» Aim of the exercise:
Count the lines below that contain the word "white" and report only that number.

» Input:
____________________

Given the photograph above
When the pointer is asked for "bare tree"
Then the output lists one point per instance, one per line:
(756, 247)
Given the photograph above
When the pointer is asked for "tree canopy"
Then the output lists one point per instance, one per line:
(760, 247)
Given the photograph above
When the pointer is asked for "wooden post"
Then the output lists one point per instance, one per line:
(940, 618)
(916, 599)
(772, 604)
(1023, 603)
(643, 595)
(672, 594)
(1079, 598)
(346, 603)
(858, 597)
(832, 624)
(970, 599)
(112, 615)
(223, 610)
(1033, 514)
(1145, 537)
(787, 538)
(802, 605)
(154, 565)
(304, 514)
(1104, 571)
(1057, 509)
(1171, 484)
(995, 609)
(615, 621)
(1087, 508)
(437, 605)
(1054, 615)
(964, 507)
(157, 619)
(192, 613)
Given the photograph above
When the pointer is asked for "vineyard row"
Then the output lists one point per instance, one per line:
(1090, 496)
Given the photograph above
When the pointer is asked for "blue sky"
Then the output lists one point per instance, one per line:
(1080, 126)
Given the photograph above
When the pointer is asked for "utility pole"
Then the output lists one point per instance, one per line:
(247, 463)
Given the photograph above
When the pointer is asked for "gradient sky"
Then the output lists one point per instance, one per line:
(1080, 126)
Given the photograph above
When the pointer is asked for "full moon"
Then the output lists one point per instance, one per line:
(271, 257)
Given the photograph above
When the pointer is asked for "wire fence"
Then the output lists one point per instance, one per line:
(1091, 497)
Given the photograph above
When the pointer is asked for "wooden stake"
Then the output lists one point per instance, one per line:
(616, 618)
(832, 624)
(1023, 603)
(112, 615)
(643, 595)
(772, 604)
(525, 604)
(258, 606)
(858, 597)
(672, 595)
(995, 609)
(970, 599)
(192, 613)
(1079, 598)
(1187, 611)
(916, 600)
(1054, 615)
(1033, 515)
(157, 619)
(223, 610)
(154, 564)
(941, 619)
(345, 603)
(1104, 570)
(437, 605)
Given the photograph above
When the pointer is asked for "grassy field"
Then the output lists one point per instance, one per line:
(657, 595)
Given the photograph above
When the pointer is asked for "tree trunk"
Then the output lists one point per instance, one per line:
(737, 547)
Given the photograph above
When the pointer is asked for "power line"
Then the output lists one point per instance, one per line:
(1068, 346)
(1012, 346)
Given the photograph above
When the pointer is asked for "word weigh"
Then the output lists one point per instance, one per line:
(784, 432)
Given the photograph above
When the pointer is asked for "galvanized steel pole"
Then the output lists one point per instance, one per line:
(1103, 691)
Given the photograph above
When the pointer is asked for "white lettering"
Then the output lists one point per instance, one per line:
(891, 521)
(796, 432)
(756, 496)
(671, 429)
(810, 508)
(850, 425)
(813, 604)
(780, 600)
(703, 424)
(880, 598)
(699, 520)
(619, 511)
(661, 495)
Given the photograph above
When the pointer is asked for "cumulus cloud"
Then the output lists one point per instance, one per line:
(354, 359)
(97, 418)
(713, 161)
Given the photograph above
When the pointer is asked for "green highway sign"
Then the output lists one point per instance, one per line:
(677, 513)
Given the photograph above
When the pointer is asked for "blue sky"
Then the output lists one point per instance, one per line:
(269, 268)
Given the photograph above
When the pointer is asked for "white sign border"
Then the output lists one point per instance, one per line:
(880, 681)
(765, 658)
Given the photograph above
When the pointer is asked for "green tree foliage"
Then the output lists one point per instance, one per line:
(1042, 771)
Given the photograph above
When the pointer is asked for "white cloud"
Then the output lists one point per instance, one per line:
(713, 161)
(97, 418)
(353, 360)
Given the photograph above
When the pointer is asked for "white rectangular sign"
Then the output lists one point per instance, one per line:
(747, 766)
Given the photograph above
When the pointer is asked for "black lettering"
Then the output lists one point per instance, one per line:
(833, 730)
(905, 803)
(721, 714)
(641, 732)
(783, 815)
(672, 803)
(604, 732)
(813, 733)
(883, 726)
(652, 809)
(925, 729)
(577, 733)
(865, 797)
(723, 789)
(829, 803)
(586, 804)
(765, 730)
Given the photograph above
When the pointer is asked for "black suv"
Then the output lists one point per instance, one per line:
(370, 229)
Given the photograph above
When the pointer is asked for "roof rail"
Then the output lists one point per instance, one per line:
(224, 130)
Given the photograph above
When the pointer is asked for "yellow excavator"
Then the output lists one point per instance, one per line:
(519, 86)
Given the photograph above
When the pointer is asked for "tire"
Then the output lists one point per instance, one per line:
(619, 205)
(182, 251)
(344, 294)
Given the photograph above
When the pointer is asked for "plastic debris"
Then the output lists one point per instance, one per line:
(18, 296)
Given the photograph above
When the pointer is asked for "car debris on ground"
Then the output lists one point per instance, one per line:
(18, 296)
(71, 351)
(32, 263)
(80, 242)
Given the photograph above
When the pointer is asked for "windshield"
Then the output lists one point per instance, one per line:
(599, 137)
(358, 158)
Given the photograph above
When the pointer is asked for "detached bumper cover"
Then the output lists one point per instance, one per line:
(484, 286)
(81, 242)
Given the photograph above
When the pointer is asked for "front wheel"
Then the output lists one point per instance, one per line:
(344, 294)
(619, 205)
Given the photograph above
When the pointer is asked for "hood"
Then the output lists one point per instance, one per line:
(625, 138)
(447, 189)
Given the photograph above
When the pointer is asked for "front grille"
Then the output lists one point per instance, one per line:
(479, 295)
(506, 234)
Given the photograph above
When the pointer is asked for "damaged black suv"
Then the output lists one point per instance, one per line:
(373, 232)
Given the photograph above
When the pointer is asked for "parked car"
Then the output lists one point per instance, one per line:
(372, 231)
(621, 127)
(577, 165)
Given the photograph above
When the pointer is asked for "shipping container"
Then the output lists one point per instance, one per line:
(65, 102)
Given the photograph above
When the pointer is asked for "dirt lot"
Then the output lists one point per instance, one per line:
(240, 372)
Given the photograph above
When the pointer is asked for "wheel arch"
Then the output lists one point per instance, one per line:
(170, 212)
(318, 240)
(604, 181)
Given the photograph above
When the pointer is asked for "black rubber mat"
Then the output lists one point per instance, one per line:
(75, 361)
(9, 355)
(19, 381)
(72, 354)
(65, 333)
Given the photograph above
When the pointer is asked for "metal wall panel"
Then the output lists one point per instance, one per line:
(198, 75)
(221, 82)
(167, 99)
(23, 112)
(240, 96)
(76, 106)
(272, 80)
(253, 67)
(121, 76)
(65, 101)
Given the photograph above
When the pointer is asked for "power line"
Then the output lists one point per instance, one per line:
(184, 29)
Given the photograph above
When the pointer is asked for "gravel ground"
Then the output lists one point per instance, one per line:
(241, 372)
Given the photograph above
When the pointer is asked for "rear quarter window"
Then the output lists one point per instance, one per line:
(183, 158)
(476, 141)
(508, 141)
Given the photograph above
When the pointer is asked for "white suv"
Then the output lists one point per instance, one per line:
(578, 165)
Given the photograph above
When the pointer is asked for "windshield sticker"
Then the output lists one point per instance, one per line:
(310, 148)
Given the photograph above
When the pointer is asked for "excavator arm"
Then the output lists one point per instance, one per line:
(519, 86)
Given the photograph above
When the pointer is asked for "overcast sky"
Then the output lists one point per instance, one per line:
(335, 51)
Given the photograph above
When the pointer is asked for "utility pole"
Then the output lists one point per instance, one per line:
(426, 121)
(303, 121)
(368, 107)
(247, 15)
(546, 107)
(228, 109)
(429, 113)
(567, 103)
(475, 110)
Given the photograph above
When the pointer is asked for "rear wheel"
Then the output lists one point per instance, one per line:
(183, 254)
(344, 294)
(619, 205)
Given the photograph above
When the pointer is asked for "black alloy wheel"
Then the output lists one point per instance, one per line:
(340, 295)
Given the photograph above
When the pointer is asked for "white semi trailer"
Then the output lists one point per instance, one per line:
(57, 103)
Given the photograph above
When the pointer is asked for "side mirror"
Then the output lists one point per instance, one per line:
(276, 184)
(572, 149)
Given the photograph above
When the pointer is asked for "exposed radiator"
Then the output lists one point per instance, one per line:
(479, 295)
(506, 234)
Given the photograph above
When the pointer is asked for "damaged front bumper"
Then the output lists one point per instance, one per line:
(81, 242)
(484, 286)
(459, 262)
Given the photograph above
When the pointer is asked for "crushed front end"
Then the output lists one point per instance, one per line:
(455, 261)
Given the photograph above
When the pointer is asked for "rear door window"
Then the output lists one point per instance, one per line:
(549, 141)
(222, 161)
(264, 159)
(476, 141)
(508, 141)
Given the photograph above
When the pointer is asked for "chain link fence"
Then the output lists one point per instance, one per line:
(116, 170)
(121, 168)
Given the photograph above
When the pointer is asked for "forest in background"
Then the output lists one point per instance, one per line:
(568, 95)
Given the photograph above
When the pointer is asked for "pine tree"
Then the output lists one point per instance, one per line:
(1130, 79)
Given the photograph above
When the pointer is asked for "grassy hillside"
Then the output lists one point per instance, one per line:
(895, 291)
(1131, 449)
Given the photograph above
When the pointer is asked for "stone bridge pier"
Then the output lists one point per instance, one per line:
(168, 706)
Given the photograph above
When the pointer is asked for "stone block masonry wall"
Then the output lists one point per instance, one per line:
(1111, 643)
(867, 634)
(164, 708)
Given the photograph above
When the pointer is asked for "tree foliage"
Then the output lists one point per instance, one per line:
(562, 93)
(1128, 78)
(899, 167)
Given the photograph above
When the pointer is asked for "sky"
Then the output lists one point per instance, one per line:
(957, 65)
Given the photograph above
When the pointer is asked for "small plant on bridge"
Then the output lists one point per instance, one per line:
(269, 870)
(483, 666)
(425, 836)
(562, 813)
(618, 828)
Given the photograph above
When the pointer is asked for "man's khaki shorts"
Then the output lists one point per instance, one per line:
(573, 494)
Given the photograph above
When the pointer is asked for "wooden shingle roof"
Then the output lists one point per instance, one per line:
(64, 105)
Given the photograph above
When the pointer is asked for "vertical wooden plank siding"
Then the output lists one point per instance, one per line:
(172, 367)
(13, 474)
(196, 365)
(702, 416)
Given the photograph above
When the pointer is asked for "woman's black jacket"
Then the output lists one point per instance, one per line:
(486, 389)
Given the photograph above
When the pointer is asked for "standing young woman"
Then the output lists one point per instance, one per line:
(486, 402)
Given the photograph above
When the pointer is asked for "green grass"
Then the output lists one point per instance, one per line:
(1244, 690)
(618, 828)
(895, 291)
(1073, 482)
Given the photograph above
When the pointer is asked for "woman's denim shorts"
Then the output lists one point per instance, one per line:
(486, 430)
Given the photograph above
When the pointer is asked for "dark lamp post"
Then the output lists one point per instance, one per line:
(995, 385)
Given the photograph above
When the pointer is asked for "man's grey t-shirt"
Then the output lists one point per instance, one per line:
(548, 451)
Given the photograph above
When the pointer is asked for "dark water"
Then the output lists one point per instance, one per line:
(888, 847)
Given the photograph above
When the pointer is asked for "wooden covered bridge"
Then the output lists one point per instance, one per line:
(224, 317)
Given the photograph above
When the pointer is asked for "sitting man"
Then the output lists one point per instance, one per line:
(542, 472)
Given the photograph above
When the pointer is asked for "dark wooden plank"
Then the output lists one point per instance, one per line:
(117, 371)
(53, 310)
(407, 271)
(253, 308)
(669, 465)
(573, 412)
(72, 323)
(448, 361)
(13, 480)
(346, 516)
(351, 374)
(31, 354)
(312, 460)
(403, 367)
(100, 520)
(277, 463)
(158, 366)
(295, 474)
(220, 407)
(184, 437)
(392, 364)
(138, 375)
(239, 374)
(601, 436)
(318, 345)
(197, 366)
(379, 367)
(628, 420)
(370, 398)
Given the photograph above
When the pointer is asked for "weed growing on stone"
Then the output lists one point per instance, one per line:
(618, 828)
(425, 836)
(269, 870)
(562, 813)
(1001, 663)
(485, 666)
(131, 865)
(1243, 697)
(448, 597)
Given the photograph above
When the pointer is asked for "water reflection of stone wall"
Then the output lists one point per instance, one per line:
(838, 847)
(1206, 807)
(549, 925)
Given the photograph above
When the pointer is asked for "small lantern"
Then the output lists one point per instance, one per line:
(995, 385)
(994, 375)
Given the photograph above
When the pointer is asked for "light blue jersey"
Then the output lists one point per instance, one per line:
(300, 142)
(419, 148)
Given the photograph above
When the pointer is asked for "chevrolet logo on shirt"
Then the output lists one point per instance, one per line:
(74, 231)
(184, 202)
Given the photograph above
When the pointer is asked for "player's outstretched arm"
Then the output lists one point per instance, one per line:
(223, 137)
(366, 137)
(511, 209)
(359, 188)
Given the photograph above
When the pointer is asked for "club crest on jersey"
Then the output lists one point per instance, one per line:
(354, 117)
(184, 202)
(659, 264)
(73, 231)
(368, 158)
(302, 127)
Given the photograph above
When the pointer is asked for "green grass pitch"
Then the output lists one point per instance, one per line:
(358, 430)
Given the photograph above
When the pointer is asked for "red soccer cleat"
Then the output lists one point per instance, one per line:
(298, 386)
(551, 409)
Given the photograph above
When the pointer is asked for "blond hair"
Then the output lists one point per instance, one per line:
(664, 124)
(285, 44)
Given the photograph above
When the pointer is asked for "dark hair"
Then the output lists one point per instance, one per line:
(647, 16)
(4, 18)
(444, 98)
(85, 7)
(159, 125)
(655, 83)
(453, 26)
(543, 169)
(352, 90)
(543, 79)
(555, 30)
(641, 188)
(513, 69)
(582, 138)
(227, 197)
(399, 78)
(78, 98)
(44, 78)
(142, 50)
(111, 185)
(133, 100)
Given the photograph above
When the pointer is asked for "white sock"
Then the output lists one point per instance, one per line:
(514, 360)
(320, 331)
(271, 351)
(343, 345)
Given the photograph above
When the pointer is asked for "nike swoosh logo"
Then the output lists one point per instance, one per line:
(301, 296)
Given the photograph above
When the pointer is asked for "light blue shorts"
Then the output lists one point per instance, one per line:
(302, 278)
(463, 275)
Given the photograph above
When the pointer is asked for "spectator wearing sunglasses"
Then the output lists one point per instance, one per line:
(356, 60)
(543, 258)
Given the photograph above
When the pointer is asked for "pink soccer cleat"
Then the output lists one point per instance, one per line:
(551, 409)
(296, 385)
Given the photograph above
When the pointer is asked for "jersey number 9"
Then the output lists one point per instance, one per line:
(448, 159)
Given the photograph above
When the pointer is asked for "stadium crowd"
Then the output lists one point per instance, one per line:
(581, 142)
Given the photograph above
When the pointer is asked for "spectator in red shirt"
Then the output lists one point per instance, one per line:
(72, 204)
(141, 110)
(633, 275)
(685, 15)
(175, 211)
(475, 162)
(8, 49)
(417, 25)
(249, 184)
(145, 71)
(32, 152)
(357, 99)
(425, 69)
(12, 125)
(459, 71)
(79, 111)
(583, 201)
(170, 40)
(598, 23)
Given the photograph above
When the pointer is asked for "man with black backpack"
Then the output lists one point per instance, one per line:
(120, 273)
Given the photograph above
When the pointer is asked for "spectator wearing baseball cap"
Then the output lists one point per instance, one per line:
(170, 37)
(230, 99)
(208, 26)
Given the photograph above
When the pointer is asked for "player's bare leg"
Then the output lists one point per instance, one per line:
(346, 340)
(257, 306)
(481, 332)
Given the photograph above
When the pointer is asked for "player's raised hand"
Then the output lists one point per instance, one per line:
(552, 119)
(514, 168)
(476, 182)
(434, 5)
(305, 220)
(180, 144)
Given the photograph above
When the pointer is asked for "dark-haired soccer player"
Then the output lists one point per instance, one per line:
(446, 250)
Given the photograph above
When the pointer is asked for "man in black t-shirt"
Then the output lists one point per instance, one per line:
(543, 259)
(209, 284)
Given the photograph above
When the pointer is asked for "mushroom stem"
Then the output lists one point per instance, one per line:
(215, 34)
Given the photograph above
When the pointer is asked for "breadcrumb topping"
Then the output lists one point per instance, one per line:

____________________

» Solution:
7